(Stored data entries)
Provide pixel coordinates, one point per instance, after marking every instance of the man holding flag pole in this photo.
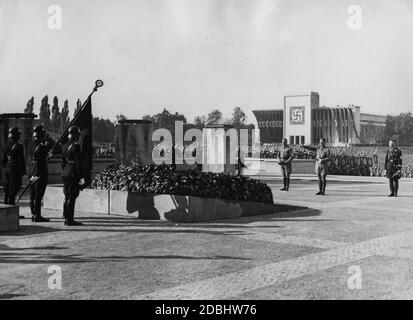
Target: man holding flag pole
(77, 156)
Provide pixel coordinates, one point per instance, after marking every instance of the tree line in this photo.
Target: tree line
(56, 119)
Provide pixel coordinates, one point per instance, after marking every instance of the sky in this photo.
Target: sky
(193, 56)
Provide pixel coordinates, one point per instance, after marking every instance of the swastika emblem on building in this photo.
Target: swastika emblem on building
(297, 115)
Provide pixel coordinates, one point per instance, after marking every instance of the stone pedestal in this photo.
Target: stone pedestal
(9, 218)
(134, 142)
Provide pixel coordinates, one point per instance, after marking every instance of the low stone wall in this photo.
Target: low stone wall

Exercise objective. Please repeat all of the data exactly, excluding images.

The completed task.
Provide pixel coordinates, one point per instance, after marking every instance of the man holding flag pole in this photo.
Target: man holding flag pole
(77, 156)
Provide pixel coordinates, one point per instance, after marking every instance of the tree line in this photo.
Target: tree line
(56, 119)
Provide pixel coordinates, one point per instance, after marking every instance of the sky in this photo.
Target: sky
(193, 56)
Provide pixel coordinates, one point per instance, after marking every instance of the swastika emblem on building in this photo.
Target: swastika emblem on building
(297, 115)
Provide pixel coordinates, one point per instance, after marking every instance of the stone pedestal in this photo.
Target: stone pedestal
(9, 218)
(134, 142)
Provide pixel coordinates, one point per instance, after marking every instance of the low stone wall in this photo.
Target: low stone wall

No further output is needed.